→ **EXERCISE PASSAGE**:
________________

Carbon monoxide detectors were first required in boiler rooms in public lodging establishments by chapter 2007-181, Laws of Florida. The division started enforcing this requirement on July 1, 2007. See Industry Bulletin 2007-03 for more information.
Public food service and public lodging licenses may now be subject to penalty for failing to pay outstanding taxes. Changes to the Department of Revenue's laws allow the division to refuse to renew a license or to suspend a license if the licensee has an outstanding tax warrant for three months. Chapter 2010-166, Laws of Florida, took effect on May 28, 2010, when the Governor signed House Bill CS/HB 5801 into law. Chapter 2010-138, Laws of Florida, also allows this same license action. The division is implementing these laws and will notify licensees at the time of renewal if the new law impacts your license.

________________

→ **PROVIDED DATA**:

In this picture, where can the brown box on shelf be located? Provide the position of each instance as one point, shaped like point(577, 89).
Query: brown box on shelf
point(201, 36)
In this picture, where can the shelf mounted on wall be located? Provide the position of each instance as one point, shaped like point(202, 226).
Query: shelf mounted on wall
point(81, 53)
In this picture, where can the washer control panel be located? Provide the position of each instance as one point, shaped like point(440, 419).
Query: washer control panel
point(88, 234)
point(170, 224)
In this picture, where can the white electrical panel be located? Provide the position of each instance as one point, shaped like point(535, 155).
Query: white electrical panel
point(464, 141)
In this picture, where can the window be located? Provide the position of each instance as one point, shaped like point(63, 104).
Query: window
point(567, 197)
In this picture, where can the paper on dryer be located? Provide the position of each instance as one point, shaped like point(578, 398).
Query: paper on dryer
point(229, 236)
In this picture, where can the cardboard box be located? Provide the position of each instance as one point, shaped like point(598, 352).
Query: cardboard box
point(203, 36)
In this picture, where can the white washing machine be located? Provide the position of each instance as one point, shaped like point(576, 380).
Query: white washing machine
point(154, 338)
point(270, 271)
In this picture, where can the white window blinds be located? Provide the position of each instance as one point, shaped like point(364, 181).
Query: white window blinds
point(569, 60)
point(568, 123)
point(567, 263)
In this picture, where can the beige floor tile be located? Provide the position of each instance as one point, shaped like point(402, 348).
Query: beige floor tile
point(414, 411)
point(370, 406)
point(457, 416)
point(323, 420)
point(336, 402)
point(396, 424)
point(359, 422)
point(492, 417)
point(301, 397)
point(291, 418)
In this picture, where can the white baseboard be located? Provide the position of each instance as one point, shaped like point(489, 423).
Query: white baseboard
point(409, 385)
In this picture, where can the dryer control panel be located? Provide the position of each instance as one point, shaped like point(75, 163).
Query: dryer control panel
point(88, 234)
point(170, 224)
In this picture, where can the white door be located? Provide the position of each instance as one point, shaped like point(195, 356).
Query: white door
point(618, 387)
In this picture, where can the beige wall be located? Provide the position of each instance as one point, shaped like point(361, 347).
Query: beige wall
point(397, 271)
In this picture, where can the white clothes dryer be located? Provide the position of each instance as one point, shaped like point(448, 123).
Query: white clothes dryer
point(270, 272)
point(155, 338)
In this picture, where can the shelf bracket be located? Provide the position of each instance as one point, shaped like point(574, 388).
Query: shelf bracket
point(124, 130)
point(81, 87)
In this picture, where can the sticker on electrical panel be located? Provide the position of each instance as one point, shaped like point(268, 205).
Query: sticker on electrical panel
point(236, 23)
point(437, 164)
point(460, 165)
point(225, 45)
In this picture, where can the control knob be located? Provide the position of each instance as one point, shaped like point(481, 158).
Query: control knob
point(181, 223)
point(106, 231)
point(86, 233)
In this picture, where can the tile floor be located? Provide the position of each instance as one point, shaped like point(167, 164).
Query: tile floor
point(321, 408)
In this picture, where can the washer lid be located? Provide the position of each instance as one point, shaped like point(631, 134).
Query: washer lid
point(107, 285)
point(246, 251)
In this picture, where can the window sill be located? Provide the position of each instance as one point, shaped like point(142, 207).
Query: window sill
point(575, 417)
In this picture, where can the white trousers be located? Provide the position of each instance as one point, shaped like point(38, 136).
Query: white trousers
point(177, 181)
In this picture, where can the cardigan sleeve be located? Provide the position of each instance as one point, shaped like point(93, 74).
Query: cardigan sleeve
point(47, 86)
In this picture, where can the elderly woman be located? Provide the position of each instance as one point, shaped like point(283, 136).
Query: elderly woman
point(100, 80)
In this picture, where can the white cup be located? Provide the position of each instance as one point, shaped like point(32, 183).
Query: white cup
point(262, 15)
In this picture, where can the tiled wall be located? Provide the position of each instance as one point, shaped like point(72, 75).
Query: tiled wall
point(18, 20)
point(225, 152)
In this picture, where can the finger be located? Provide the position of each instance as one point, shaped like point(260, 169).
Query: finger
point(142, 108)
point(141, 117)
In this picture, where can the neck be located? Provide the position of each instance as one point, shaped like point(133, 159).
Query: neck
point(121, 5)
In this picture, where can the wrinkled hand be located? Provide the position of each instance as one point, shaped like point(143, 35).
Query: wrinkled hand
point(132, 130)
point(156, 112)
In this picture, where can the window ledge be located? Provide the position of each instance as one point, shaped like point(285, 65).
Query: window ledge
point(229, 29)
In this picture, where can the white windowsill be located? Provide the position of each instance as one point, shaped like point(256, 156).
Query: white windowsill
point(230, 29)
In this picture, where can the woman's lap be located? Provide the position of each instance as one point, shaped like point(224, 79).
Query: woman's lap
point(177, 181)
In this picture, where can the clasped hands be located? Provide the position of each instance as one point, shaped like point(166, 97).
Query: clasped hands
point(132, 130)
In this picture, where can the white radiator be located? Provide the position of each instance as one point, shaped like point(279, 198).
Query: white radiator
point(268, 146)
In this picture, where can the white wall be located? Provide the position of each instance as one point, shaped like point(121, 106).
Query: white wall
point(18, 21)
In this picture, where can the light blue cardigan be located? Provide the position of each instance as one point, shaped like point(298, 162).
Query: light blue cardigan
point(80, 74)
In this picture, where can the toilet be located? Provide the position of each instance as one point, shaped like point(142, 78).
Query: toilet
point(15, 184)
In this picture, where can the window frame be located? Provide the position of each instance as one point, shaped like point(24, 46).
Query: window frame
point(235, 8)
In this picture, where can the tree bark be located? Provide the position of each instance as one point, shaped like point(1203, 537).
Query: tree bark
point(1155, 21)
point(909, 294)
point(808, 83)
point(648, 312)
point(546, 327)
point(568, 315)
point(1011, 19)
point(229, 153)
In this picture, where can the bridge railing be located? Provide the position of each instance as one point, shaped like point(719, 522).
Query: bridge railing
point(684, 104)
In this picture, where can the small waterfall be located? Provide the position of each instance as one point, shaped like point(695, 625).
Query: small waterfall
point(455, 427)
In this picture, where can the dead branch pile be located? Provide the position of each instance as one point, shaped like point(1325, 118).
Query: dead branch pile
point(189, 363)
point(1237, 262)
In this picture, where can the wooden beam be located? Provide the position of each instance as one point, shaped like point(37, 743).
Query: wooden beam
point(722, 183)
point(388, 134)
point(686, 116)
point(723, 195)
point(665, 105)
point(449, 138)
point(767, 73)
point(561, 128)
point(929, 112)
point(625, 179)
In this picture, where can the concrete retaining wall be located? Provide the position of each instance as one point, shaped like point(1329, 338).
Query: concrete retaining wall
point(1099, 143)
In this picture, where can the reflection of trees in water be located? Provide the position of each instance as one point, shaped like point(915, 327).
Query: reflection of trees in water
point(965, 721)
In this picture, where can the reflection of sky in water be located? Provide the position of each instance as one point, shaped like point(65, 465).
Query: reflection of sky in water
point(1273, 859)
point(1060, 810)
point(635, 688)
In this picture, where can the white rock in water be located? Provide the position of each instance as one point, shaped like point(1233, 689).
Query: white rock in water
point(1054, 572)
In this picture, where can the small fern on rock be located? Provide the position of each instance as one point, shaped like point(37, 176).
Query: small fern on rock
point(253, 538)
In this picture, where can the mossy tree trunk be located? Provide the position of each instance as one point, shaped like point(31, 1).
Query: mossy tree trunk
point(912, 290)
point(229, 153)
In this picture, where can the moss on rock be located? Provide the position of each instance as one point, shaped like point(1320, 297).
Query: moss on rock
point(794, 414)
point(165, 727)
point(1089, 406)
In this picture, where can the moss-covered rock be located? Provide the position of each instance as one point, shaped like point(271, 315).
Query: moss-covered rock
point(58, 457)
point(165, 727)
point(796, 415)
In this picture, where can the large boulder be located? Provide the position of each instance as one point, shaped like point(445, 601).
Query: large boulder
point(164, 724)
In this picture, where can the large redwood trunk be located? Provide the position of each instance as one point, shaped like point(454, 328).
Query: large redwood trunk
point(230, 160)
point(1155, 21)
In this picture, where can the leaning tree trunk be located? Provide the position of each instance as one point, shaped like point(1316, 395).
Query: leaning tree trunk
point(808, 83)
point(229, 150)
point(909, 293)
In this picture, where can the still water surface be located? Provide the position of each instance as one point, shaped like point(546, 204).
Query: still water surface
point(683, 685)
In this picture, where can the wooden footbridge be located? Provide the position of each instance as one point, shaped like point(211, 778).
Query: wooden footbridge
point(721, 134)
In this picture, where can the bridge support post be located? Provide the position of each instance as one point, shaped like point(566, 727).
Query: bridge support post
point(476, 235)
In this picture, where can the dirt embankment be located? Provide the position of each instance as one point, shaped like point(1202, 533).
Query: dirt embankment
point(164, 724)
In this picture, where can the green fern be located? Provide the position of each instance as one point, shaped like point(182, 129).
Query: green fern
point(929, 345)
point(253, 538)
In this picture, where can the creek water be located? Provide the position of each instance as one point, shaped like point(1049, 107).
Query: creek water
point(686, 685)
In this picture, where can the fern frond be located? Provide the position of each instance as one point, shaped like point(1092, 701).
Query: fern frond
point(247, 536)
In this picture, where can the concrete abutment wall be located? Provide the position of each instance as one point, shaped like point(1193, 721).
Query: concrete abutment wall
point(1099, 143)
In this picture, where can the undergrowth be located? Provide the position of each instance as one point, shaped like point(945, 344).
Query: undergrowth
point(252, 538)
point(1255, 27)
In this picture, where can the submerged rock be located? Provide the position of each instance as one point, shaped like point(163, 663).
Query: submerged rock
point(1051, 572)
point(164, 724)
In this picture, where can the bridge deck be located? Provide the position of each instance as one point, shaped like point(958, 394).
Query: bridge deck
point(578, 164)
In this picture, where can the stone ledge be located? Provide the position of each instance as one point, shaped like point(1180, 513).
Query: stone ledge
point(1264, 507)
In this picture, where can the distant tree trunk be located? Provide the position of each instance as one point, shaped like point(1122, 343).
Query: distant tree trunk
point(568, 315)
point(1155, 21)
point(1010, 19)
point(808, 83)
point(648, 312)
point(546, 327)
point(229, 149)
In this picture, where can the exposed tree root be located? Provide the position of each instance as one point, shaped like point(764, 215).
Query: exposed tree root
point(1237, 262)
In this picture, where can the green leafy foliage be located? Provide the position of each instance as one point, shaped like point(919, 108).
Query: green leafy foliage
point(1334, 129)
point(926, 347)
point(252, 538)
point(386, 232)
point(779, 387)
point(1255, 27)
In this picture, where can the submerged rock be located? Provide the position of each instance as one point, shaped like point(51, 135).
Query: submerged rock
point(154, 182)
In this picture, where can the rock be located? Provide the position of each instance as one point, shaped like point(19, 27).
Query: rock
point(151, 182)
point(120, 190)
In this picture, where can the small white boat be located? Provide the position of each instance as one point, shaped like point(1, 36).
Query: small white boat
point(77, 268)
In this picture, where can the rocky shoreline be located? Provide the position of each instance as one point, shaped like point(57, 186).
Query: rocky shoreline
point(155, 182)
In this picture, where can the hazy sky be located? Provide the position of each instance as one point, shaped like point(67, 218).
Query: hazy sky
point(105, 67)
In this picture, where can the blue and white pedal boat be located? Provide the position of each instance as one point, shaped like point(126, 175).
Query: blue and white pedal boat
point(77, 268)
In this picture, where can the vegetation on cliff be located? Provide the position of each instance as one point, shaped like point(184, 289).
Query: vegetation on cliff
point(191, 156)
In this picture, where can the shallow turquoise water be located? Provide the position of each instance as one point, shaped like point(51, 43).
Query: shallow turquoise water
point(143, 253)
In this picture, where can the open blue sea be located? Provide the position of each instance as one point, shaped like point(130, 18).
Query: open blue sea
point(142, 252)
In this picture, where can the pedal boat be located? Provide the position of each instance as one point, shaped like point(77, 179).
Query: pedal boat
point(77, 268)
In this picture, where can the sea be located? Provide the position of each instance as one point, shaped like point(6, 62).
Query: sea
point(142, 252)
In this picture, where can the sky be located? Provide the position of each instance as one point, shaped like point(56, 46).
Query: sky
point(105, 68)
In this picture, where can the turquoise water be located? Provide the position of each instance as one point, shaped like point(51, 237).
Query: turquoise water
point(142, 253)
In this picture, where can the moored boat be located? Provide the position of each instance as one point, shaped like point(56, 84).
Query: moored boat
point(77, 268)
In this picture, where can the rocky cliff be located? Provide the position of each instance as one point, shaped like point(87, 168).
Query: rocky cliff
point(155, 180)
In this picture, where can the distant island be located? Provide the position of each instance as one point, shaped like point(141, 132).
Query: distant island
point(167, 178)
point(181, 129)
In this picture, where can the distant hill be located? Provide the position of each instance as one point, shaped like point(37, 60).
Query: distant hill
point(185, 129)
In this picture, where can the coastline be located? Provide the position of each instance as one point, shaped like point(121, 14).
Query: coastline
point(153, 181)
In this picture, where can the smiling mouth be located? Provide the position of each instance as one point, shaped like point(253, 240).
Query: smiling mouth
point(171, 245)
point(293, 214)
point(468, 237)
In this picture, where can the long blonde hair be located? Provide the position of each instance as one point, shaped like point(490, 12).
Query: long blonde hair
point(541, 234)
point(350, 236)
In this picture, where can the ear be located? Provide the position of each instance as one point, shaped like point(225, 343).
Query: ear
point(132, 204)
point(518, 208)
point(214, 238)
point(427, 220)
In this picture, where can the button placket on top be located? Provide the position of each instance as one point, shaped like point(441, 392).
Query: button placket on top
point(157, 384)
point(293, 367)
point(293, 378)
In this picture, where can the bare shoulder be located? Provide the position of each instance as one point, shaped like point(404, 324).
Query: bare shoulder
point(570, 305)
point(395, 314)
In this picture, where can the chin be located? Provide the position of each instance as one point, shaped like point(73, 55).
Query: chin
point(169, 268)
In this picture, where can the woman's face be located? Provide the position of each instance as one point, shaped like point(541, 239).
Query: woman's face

________________

→ **EXERCISE OBJECTIVE**: Continue the passage about Florida public lodging and food service license rules, starting after its final sentence.

→ **ANSWER FOR THE TASK**:
As the result of worldwide concerns with increasing bed bug resurgence, in recent months the division's Office of Program Quality staff conducted research on how other inspection jurisdictions across the nation handle bed bug complaints and with pest control experts. The research greatly diminished our prior concerns of inspector contamination and transferring the bed bugs within establishments or to other establishments. As a result the division has become more proactive in the investigation of bed bug complaints. Although we have received relatively few founded complaints, our inspectors have been instructed to explain our position and remedies to operators where bedbugs are confirmed.
For more information about bed bug infestation, please see our Bed Bug Guide .
Effective October 1, 2009, the Hospitality Education Program (HEP) only administers the school-to-career grant and no longer provides training programs. Any licensee required to complete a HEP training program as part of a Settlement Agreement or Final Order should contact the division. The law, Chapter 2009-195, Laws of Florida, also repealed the requirement for public lodging establishments to file room rates with the division, post room rates in each room, and restrictions on advertisement wording and sizing. The repeal does not impact price-gouging laws enforced by the Attorney General or unethical business practice laws enforced by the division.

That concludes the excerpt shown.